**Exercise:** Summarize the article on crypto's November slide in three sentences.

━━━━━ Text ━━━━━

No CPI, no confidence: How data paralysis is fueling crypto’s November slide

Anndy Lian
No CPI, no confidence: How data paralysis is fueling crypto’s November slide

The macro landscape this week sits in a state of suspended animation, defined less by new developments than by their absence. At the heart of this inertia is the ongoing US government shutdown, which began on October 1 and has now stretched into its sixth week, becoming the longest in the nation’s history. This institutional paralysis has created a critical data void, most notably delaying the release of the October Consumer Price Index report that was originally scheduled for Thursday, November 13.

The White House has even conceded that this key inflation gauge for October may never be officially released, leaving a permanent blind spot in the economic record. This vacuum of information forces markets to anchor their expectations on whatever data trickles out, elevating the importance of tonight’s release of weekly initial jobless claims, which are expected to show a figure of 218,000 for the week ending November 8.

In this context of uncertainty, risk sentiment has turned cautious. US equities closed mixed on Wednesday, with the Dow showing modest strength while the tech-heavy Nasdaq declined, a divergence that speaks to a subtle but important rotation within the market. This caution was also evident in the Treasury market, where yields edged lower as investors welcomed tentative signs of progress in Congress toward a resolution that would reopen the government. The 10-year yield’s retreat to 4.06 per cent reflects this flight to safety and a renewed hope for a political compromise. The US Dollar Index, for its part, remained largely flat, closing at 99.47, signaling that traders are in a holding pattern, unwilling to make significant directional bets until the political fog lifts and the next concrete piece of economic data arrives.

The crypto market, however, has been unable to insulate itself from this broader macro malaise. It has fallen a further 0.56 per cent over the last 24 hours, a move that extends a more painful 11.7 per cent monthly decline. This persistent weakness is not a single-factor event but rather a perfect storm of three distinct, reinforcing pressures: a clear pattern of institutional profit-taking, a sharp contagion event in the derivatives market, and an uncomfortably tight correlation with the performance of US tech stocks.

The first of these bearish forces is institutional retrenchment. While spot Bitcoin ETFs have been a major structural support for the market since their launch, their influence has waned in recent weeks. Data from trackers shows a clear trend of capital flight, with the total assets under management for these funds dropping from a recent high of around US$140.7 billion to US$138.9 billion over a single week, a decline of 8.7 per cent. This outflow is more than a simple portfolio rebalance; it signals a deeper shift in sentiment among large, sophisticated players. As the 10x Research CEO warned, a sense of fatigue has set in, driven by Bitcoin’s notable underperformance in 2025 relative to both the soaring price of gold and the resilient gains in the tech-heavy Nasdaq. For institutions that bought the post-ETF approval rally, the current environment offers a compelling reason to trim their exposure and lock in what gains remain.

━━━━━ Data rows ━━━━━

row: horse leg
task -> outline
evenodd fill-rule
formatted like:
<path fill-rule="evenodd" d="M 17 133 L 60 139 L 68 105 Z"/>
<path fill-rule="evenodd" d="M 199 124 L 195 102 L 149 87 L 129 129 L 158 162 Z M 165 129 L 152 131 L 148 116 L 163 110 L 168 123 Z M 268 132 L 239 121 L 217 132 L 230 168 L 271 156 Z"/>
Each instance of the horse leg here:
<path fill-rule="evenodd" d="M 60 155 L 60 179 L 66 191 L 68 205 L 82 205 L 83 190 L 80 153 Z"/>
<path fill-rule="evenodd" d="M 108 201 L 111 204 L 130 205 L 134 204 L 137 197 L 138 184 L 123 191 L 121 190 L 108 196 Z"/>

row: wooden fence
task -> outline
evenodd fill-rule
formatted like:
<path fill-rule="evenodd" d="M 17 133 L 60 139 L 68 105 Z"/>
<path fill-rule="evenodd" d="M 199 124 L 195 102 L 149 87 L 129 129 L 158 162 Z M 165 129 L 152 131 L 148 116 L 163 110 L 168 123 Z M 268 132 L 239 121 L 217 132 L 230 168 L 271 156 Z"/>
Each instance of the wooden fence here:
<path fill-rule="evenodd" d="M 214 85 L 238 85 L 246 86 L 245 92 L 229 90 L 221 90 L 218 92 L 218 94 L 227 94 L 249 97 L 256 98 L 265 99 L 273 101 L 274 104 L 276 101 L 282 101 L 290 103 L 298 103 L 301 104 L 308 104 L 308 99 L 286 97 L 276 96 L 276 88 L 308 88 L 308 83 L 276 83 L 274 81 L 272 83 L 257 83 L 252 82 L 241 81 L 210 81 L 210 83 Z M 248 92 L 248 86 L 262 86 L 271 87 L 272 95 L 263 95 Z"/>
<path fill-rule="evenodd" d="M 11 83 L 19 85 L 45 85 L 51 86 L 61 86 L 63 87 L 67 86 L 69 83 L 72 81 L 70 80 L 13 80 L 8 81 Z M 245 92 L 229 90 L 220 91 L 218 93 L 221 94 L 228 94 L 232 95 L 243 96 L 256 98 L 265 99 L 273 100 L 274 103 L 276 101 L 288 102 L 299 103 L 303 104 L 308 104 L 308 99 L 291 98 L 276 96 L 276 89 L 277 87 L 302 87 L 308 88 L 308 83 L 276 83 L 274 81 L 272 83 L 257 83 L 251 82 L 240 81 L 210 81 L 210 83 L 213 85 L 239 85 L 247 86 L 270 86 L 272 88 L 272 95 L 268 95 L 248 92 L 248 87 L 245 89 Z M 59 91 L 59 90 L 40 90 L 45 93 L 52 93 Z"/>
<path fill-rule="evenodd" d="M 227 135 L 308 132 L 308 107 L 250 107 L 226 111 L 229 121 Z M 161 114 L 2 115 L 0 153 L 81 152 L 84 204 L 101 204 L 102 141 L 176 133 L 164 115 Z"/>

━━━━━

**Problem solution:** The US government shutdown, now the longest in the nation's history, has delayed the October Consumer Price Index report, which the White House concedes may never be released, so markets must anchor on whatever data appears, such as weekly jobless claims. Risk sentiment has turned cautious: US equities closed mixed, Treasury yields edged lower on tentative progress toward reopening the government, and the US Dollar Index stayed largely flat. Crypto has kept falling, extending an 11.7 percent monthly decline, under three reinforcing pressures (institutional profit-taking, contagion in the derivatives market, and tight correlation with US tech stocks), with the first showing in capital flight from spot Bitcoin ETFs.